- What this task involves -
The records below are to be returned exactly as written, minus their pictures.

- Material for this exercise -
Segment Open

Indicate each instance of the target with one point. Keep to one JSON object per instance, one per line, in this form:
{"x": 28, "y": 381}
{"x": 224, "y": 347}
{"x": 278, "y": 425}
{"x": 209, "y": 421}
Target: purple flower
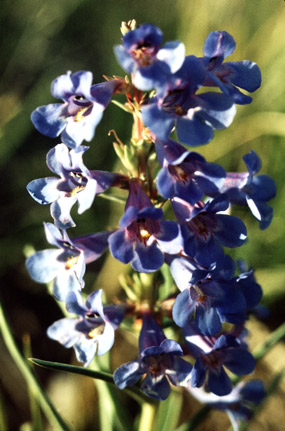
{"x": 141, "y": 55}
{"x": 76, "y": 118}
{"x": 212, "y": 355}
{"x": 205, "y": 230}
{"x": 76, "y": 184}
{"x": 245, "y": 188}
{"x": 238, "y": 404}
{"x": 194, "y": 115}
{"x": 143, "y": 237}
{"x": 93, "y": 331}
{"x": 65, "y": 265}
{"x": 250, "y": 289}
{"x": 159, "y": 361}
{"x": 229, "y": 75}
{"x": 212, "y": 297}
{"x": 185, "y": 174}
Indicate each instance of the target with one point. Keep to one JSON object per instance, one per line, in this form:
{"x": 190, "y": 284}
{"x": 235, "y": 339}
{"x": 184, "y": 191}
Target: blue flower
{"x": 93, "y": 331}
{"x": 212, "y": 297}
{"x": 194, "y": 115}
{"x": 141, "y": 55}
{"x": 143, "y": 237}
{"x": 204, "y": 230}
{"x": 65, "y": 265}
{"x": 229, "y": 75}
{"x": 159, "y": 361}
{"x": 211, "y": 357}
{"x": 76, "y": 184}
{"x": 238, "y": 404}
{"x": 245, "y": 188}
{"x": 82, "y": 110}
{"x": 185, "y": 174}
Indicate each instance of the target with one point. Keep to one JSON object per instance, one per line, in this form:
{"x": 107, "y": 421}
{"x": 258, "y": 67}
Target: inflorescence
{"x": 169, "y": 97}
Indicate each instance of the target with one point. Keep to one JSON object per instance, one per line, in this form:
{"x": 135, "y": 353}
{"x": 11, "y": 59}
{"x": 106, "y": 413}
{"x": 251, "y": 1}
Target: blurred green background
{"x": 41, "y": 40}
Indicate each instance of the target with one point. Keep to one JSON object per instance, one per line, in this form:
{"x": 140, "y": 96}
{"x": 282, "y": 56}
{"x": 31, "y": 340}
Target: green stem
{"x": 112, "y": 198}
{"x": 52, "y": 415}
{"x": 274, "y": 338}
{"x": 147, "y": 417}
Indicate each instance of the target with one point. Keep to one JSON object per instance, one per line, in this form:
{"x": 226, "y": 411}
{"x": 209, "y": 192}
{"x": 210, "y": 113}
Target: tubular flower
{"x": 75, "y": 119}
{"x": 232, "y": 74}
{"x": 93, "y": 331}
{"x": 159, "y": 361}
{"x": 185, "y": 174}
{"x": 76, "y": 184}
{"x": 205, "y": 231}
{"x": 143, "y": 237}
{"x": 212, "y": 297}
{"x": 195, "y": 116}
{"x": 244, "y": 188}
{"x": 150, "y": 64}
{"x": 65, "y": 265}
{"x": 212, "y": 355}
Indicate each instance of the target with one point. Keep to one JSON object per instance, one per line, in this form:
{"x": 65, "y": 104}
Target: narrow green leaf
{"x": 273, "y": 339}
{"x": 38, "y": 392}
{"x": 113, "y": 413}
{"x": 101, "y": 375}
{"x": 133, "y": 392}
{"x": 169, "y": 411}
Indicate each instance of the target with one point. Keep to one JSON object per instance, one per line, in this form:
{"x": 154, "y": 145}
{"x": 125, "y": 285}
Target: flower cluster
{"x": 169, "y": 97}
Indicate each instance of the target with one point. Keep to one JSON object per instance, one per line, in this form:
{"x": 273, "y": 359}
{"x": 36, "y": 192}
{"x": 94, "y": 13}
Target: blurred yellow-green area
{"x": 41, "y": 40}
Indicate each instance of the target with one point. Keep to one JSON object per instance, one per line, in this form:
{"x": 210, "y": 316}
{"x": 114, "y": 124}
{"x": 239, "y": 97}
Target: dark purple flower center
{"x": 142, "y": 229}
{"x": 73, "y": 183}
{"x": 202, "y": 226}
{"x": 144, "y": 54}
{"x": 212, "y": 360}
{"x": 156, "y": 365}
{"x": 78, "y": 108}
{"x": 179, "y": 173}
{"x": 175, "y": 101}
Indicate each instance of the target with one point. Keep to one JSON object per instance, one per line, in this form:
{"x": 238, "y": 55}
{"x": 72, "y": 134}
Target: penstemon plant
{"x": 188, "y": 298}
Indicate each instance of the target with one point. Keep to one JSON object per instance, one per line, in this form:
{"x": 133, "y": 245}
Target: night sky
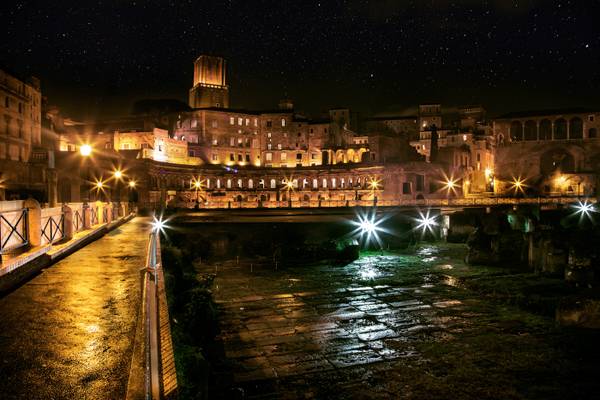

Segment Closed

- Answer for this exercise -
Indicate each instance of the target with one point. Keep to one JSON object per instance, one per line, in this form:
{"x": 28, "y": 381}
{"x": 224, "y": 347}
{"x": 278, "y": 425}
{"x": 209, "y": 421}
Target: purple flower
{"x": 141, "y": 55}
{"x": 76, "y": 118}
{"x": 212, "y": 355}
{"x": 205, "y": 230}
{"x": 76, "y": 184}
{"x": 245, "y": 188}
{"x": 238, "y": 404}
{"x": 194, "y": 115}
{"x": 143, "y": 237}
{"x": 93, "y": 331}
{"x": 65, "y": 265}
{"x": 250, "y": 289}
{"x": 159, "y": 361}
{"x": 229, "y": 75}
{"x": 212, "y": 297}
{"x": 185, "y": 174}
Indicate each instance of the target with one point. Keep to one JSON object per instance, one per line, in this form:
{"x": 190, "y": 284}
{"x": 235, "y": 339}
{"x": 184, "y": 191}
Target: blue flower
{"x": 93, "y": 331}
{"x": 212, "y": 297}
{"x": 194, "y": 115}
{"x": 141, "y": 55}
{"x": 143, "y": 237}
{"x": 204, "y": 230}
{"x": 65, "y": 265}
{"x": 229, "y": 75}
{"x": 159, "y": 361}
{"x": 211, "y": 357}
{"x": 76, "y": 184}
{"x": 238, "y": 404}
{"x": 245, "y": 188}
{"x": 82, "y": 110}
{"x": 185, "y": 174}
Indicate each instance of the target with one point. Keep to one JSON object per instance, one per line, in this form:
{"x": 107, "y": 421}
{"x": 258, "y": 67}
Target: inflorescence
{"x": 169, "y": 97}
Indicate each instance of the target with one point. Keep to one JSON object per instance, one per line, in this form:
{"x": 135, "y": 353}
{"x": 11, "y": 59}
{"x": 106, "y": 413}
{"x": 251, "y": 1}
Target: blurred green background
{"x": 41, "y": 40}
Indicate each instance of the target with one point. Keep to one JSON object per instance, one per line, in this form:
{"x": 140, "y": 96}
{"x": 282, "y": 56}
{"x": 31, "y": 340}
Target: green stem
{"x": 112, "y": 198}
{"x": 52, "y": 415}
{"x": 274, "y": 338}
{"x": 147, "y": 417}
Indicate each instance of the target with one point. Keep to one JSON object per instance, one per line, in this form:
{"x": 226, "y": 411}
{"x": 209, "y": 192}
{"x": 210, "y": 113}
Target: tubular flower
{"x": 75, "y": 119}
{"x": 232, "y": 74}
{"x": 93, "y": 331}
{"x": 159, "y": 361}
{"x": 185, "y": 174}
{"x": 76, "y": 184}
{"x": 205, "y": 231}
{"x": 143, "y": 237}
{"x": 212, "y": 297}
{"x": 195, "y": 116}
{"x": 244, "y": 188}
{"x": 150, "y": 64}
{"x": 65, "y": 265}
{"x": 212, "y": 355}
Indicate each instance of the target with one point. Keep to one JSON object per instance, one per line, in this form:
{"x": 65, "y": 104}
Target: narrow green leaf
{"x": 273, "y": 339}
{"x": 38, "y": 392}
{"x": 113, "y": 413}
{"x": 101, "y": 375}
{"x": 133, "y": 392}
{"x": 169, "y": 411}
Indicate each instance of the target with one point. Keep to one JSON object per instance, one per line, in this form:
{"x": 154, "y": 145}
{"x": 125, "y": 285}
Target: flower cluster
{"x": 169, "y": 97}
Indicate each instance of the target with one point. Keep to one JSON object per instance, one per line, in this form:
{"x": 273, "y": 359}
{"x": 36, "y": 192}
{"x": 94, "y": 13}
Target: blurred yellow-green area
{"x": 41, "y": 40}
Indicate each instance of the target with one point. Keep to one JSON object per instance, one per line, in this form:
{"x": 210, "y": 316}
{"x": 114, "y": 124}
{"x": 239, "y": 97}
Target: dark purple flower center
{"x": 142, "y": 229}
{"x": 73, "y": 183}
{"x": 202, "y": 226}
{"x": 144, "y": 54}
{"x": 212, "y": 360}
{"x": 156, "y": 365}
{"x": 78, "y": 108}
{"x": 179, "y": 173}
{"x": 175, "y": 101}
Indicate each instance of the target with one point. Keep to one JSON object per instance, one per line, in this form:
{"x": 238, "y": 55}
{"x": 72, "y": 134}
Target: penstemon plant
{"x": 188, "y": 298}
Indicate each instance of the target with one point. Keep to one JSON object per instance, one per line, in this form:
{"x": 133, "y": 245}
Target: night sky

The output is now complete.